# [Supplied text]
═══

The trial court stated also that the contract of sale destroyed the joint tenancy and thereafter Nancy and James A. Sprague were each the owner of an undivided one-half interest in the contract. A more complete statement would have been that the interested parties stipulated that Nancy and James each owned an undivided one-half interest in the contract. The court continued: "If a contract for sale of land might have been enforced against the vendor had he lived, the conversion from realty into personalty may be completed, even though the vendee has not paid the purchase price, and even though the contract be executory in character. This seems to be the settled rule of the cases relating to equitable conversion. In re Estate of Bernhard, 134 Iowa 603."

After quoting from the Bernhard case the court continued: "The making of the Kilpatrick contract to sell this real estate worked an ademption of the devise of this real estate to the stepdaughters of Mrs. Sprague. * * * An ademption occurs when there has been a failure of a devise simply because the testator is not possessed of the property devised when the will becomes operative. There is nothing in Mrs. Sprague's will and first codicil thereto which shows that at the time it was made that she had any idea that she would sell this real estate. * * * At the time that she executed the will and the first codicil thereto, the subject matter of the devise was a tract of real estate and not a contract to sell real estate.

"It is, therefore, my conclusion that the undivided interest of Nancy M. Sprague in the contract * * * passes to Margaret Huston * * *and does not pass to" the stepdaughters.

Accordingly, the court subsequently ordered the executor of Mrs. Sprague's estate to deliver and turn over to Margaret Huston the "undivided interest of Nancy M. Sprague in the contract."

The conclusion of the trial court that the contract of sale worked an ademption of the devise was correct. See 57 Am. Jur., Wills, sections 1585 and 1586. Whether Mrs. Sprague owned half or all of the contract of sale was not in issue. The parties had stipulated she owned an undivided one half. This erroneous assumption by the parties would not make the stipulated rule applicable to any other case.

═══

# [Data rows]

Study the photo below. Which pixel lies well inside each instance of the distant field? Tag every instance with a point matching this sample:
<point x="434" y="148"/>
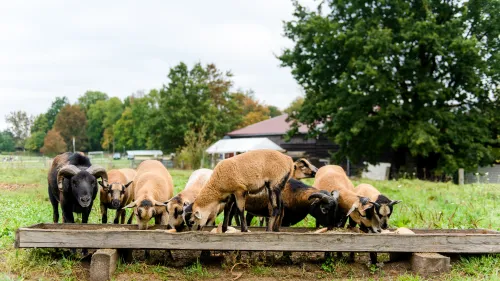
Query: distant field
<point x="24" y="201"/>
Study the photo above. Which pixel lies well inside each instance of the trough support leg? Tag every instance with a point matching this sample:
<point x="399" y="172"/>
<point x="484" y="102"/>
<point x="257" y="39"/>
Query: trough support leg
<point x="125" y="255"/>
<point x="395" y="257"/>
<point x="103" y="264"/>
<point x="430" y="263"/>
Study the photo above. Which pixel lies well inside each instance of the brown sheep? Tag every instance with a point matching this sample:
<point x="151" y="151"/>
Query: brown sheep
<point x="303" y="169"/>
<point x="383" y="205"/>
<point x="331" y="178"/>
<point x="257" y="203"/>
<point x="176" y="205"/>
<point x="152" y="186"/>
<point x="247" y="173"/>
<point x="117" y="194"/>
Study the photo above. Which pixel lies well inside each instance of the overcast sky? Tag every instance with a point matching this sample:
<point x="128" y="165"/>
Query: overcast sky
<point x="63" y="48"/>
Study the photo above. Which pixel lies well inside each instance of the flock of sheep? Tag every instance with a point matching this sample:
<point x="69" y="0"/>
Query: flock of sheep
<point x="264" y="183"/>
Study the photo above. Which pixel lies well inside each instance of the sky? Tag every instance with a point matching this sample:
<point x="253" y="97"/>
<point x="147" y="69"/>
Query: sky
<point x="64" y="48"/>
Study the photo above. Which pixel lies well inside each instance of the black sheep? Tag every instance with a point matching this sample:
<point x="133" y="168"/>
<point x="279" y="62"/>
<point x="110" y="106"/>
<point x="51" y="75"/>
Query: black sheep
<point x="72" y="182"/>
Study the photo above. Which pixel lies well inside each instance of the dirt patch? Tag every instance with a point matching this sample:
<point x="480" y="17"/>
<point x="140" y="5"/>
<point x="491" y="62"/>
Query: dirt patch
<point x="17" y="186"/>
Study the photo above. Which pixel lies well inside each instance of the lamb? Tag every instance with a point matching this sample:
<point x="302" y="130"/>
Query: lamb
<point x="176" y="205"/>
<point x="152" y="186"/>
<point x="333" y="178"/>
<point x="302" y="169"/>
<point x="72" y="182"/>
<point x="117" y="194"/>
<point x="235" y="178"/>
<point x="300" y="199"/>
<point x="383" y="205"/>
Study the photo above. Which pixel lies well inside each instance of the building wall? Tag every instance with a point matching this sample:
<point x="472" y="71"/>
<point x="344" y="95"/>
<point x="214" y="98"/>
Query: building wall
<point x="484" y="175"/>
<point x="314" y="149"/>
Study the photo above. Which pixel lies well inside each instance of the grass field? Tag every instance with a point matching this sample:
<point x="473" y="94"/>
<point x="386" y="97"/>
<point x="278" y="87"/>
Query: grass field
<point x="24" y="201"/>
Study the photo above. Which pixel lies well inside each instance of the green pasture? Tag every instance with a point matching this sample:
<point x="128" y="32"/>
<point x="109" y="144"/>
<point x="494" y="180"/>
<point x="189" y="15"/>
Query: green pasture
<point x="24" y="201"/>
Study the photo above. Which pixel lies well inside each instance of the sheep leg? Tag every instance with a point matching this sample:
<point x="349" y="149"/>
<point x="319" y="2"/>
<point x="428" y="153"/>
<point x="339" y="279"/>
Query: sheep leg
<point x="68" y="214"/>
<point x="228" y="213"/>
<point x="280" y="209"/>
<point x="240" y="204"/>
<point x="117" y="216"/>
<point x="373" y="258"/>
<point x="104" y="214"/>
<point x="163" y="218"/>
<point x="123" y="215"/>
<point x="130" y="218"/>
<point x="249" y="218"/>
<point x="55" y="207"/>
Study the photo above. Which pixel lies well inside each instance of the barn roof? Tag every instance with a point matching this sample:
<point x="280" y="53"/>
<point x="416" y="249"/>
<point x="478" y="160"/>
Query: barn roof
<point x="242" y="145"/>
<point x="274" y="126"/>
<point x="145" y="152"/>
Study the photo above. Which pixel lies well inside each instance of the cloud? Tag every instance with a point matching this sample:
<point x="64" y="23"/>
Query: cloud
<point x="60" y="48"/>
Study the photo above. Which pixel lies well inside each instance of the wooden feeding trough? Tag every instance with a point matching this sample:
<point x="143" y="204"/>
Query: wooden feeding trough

═══

# [Required tasks]
A – Summarize the court opinion on the Sprague estate in two sentences.
B – In the court opinion on the Sprague estate, which case did the trial court cite as settling the rule on equitable conversion?
C – Go on with the court opinion on the Sprague estate from its final sentence.

# [Expected results]
A – The trial court held that the Kilpatrick contract to sell the real estate worked an ademption of its devise to Mrs. Sprague's stepdaughters, so the undivided interest of Nancy M. Sprague in the contract passed to Margaret Huston rather than to them. The reviewing court found that conclusion correct and noted that the parties had stipulated Mrs. Sprague owned an undivided one-half of the contract, so her share was not in issue.

B – In re Estate of Bernhard, 134 Iowa 603.

C –
The proposition stated in appellants' brief upon this phase of the appeal of the Sprague case to the supreme court, is: "The trial court erred in holding that Margaret Huston is entitled to * * * the undivided interest of Nancy M. Sprague in the contract * * *." The argument states that from the language of the codicil "there would be apparently no question before this court as to who was entitled to one of the undivided halves of the balance due upon the contract for the purchase of this real estate * * *. The fact that her interest in said real estate has been diminished by transactions subsequent to the execution of Item I of the codicil and prior to her death, cannot be said to have changed or diminished her intention in any way. * * * The will erroneously and mistakenly described the interest she owned at the time of her death but the fact that she owned only an undivided 1/2 interest in the legal title does not change her intention to give all of that interest to these appellants. * * * The reduction of her interest by 1/2 does not reduce or change her intent. * * * If it was her intention to give all, surely it cannot be said that she did not intend to give a portion, or an interest less than the whole, which it developed that she had at the time of her death."

The foregoing expresses the only theory upon which was claimed a reversal of the judgment of the trial court upon this phase of the case. No authorities were cited by appellants.

Appellee's statement of propositions relied upon for affirmance merely recites the trial court did not err in holding Margaret Huston entitled to, "the undivided interest of Nancy M. Sprague in the contract * * *." The argument assumes (as the parties had stipulated) "that the legal effect of the execution of this contract was to sever the joint tenancy * * *." It states, "The undivided interest in the contract to sell real estate does not come within the description of the property which Mrs. Sprague intended should pass under Item I of the first codicil and it therefore passes under Item III of the will."

Obviously, it should not be assumed this court decided a question which was not before it. Its decision was necessarily based upon the ademption issue only. This is indicated by the statement of this court at page 547 of 244 Iowa: "The comments of the trial court * * * relative to the real estate * * * aptly set forth our views relative to this feature of the case. * * * However, in support of the trial court's conclusions on this phase of the case see In re Estate of Bernhard, 134 Iowa 603, 606, 112 N.W. 86, 12 L.R.A., N.S., 1029, and In re Estate of Miller, 142 Iowa 563, 565, 119 N.W. 977."

The Bernhard case holds testator's devise of all his real estate does not include real estate which he thereafter sells under contract. It was cited by the trial court in support of the ademption holding. It is listed in West Digest only under Wills, Key 767, which is limited to ademption cases. In the Miller case a devise of all of lot 2 of which testatrix died seized was held not to include the benefit of an installment contract to sell part of the lot, previously made by testatrix. Although the above-quoted language of this court in the Sprague case might well have been more definite, it is evident the Sprague decision was based upon ademption only, concerning which the authorities were cited, rather than upon the quantity and quality of testatrix' interest in the sale contract, concerning which the parties had stipulated and there was no controversy, no authorities cited and no consideration by this court.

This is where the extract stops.